# Trecho da fonte
Vamos lá: Com base em sua biografia vou lembrar aqui quem é o senhor:
* As primeiras notícias sobre sua pessoa vieram a público em 1987 quando tentou explodir o quartel no qual servia, em protesto contra os baixos salários. Acabou sendo preso por indisciplina e deslealdade.
* Em 1990 foi eleito deputado federal, o primeiro dos 7 mandatos exercidos. Foram 28 anos de um dolce far niente, com apenas um projeto aprovado, mas já praticando a rachadinha que lhe rendeu milhões e que, por ser tão vantajosa, ensinou a prática aos filhos, que também enriqueceram ilicitamente. Durante esse período se destacou em plenário quando quis mostrar todo o seu amor pelo torturador da ditadura militar, o coronel Brilhante Ustra, ex-chefe do DOI-CODI do II Exército, órgão encarregado de dar “um trato” nos presos políticos. (Os parentes dos torturados, muitos deles desaparecidos até hoje, também deviam fazer um Pai Nosso todos os dias para que seus entes queridos não experimentassem a dor do “não comunismo” praticada por esse verme que se deliciava com as barbaridades praticadas contra os prisioneiros.)

# Registros apresentados

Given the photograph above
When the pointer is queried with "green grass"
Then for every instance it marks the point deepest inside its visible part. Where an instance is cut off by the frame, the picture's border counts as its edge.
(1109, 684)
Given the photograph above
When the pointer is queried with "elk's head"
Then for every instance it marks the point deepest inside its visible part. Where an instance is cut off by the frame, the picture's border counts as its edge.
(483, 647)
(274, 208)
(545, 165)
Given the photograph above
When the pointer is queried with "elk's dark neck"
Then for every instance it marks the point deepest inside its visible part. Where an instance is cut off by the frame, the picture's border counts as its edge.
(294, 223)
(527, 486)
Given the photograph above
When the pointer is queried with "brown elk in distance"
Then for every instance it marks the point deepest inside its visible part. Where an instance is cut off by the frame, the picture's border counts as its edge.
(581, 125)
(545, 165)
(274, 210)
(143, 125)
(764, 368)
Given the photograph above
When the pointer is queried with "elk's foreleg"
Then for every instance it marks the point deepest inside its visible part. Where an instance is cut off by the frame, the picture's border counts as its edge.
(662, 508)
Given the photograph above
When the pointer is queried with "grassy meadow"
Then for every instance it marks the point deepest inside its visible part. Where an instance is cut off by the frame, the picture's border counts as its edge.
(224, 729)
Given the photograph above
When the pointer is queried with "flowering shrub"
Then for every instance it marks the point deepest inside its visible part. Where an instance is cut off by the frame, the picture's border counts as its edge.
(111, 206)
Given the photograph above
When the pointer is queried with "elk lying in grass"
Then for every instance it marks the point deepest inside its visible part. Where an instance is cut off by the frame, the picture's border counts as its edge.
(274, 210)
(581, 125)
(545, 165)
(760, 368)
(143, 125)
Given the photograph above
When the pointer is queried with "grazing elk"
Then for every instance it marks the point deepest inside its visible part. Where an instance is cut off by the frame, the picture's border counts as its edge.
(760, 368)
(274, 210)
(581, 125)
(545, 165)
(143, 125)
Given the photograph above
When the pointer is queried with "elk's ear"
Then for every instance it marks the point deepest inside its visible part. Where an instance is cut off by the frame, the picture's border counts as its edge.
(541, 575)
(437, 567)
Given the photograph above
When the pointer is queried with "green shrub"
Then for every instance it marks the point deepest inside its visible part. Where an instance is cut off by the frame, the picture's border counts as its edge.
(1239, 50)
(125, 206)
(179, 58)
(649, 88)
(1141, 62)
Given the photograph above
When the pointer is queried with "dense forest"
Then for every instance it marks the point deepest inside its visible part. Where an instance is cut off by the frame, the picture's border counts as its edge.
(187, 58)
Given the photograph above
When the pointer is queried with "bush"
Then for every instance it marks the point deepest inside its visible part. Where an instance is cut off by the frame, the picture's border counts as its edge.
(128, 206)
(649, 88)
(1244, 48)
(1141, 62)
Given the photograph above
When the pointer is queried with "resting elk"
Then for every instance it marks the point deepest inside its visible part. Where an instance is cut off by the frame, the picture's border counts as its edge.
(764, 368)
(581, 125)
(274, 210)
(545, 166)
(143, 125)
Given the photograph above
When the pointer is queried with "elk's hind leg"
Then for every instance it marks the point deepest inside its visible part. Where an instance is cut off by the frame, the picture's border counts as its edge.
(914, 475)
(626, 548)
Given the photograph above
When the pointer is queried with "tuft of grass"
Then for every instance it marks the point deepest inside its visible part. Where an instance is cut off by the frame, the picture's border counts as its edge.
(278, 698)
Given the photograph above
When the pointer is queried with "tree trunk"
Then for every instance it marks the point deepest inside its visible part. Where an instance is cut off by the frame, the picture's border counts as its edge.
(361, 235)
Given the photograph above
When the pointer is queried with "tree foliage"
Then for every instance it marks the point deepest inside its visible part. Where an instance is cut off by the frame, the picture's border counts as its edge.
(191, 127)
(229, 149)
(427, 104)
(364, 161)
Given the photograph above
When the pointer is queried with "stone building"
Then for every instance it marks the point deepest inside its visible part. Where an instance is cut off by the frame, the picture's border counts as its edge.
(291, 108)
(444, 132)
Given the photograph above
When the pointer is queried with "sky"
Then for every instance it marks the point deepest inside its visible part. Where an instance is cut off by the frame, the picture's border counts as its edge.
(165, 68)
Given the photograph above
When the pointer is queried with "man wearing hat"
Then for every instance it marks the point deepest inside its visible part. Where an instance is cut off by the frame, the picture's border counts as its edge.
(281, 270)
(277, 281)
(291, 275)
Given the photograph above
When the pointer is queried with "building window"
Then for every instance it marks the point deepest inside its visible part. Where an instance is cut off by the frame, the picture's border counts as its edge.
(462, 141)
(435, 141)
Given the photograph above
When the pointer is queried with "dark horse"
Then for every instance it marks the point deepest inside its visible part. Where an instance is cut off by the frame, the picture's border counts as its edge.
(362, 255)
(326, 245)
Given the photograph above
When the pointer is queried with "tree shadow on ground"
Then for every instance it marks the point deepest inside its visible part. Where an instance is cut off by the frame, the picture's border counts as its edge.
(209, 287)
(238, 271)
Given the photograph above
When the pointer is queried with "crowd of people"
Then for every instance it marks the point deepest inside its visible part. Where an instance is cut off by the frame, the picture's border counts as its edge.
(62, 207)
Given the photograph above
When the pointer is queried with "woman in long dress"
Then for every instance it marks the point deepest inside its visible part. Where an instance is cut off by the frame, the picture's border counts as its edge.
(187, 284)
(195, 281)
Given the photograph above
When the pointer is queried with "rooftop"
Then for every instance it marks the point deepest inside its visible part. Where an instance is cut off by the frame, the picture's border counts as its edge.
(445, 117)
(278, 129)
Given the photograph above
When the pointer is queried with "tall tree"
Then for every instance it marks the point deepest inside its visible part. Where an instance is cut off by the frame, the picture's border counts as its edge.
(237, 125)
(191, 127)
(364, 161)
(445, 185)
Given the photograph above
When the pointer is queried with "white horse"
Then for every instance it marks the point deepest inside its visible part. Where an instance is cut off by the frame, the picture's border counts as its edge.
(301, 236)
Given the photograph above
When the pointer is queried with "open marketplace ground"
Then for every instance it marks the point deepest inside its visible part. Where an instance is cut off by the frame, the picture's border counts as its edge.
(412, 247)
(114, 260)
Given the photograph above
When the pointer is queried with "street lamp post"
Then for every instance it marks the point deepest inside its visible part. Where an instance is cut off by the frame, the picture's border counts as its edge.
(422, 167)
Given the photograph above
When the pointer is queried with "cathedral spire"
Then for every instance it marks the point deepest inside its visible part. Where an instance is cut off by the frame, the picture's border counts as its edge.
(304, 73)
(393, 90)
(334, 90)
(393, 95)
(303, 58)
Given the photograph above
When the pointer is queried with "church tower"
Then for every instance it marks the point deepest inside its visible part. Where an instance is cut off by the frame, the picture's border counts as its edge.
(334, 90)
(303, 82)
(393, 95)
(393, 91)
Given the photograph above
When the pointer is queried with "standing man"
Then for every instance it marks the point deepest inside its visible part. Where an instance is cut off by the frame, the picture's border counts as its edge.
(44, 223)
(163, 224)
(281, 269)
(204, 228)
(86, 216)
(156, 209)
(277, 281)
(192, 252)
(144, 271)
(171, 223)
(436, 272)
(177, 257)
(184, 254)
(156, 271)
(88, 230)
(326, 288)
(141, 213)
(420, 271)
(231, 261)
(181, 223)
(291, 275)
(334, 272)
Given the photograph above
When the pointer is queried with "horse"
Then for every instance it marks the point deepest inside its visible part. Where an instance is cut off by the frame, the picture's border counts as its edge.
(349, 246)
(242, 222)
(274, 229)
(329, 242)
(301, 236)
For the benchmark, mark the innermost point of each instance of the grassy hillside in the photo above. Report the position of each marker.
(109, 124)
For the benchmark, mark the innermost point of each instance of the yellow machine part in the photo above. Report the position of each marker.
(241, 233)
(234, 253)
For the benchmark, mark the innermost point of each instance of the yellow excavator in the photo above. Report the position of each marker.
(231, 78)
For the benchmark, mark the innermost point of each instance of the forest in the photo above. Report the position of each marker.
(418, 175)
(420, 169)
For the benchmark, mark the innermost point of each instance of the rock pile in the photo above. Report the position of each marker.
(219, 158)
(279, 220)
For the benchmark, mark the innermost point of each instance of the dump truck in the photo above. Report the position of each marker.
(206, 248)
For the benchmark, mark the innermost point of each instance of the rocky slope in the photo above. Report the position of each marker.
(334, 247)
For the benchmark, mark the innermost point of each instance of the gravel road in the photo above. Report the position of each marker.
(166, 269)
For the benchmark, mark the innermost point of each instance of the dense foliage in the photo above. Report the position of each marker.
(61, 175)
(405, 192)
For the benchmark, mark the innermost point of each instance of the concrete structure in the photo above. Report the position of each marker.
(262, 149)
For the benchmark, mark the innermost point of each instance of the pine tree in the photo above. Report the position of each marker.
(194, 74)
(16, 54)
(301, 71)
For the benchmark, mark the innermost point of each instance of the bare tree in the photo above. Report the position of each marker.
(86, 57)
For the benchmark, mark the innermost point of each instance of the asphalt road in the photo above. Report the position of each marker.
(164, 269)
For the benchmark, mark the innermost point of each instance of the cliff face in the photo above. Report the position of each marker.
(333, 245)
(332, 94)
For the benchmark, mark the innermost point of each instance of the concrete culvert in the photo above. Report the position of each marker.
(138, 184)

# Descrição do exercício
Transcreva na íntegra o trecho da fonte, sem nenhuma alteração. Os registros não têm papel algum nesta atividade.

# Solução do problema
Vamos lá: Com base em sua biografia vou lembrar aqui quem é o senhor:
* As primeiras notícias sobre sua pessoa vieram a público em 1987 quando tentou explodir o quartel no qual servia, em protesto contra os baixos salários. Acabou sendo preso por indisciplina e deslealdade.
* Em 1990 foi eleito deputado federal, o primeiro dos 7 mandatos exercidos. Foram 28 anos de um dolce far niente, com apenas um projeto aprovado, mas já praticando a rachadinha que lhe rendeu milhões e que, por ser tão vantajosa, ensinou a prática aos filhos, que também enriqueceram ilicitamente. Durante esse período se destacou em plenário quando quis mostrar todo o seu amor pelo torturador da ditadura militar, o coronel Brilhante Ustra, ex-chefe do DOI-CODI do II Exército, órgão encarregado de dar “um trato” nos presos políticos. (Os parentes dos torturados, muitos deles desaparecidos até hoje, também deviam fazer um Pai Nosso todos os dias para que seus entes queridos não experimentassem a dor do “não comunismo” praticada por esse verme que se deliciava com as barbaridades praticadas contra os prisioneiros.)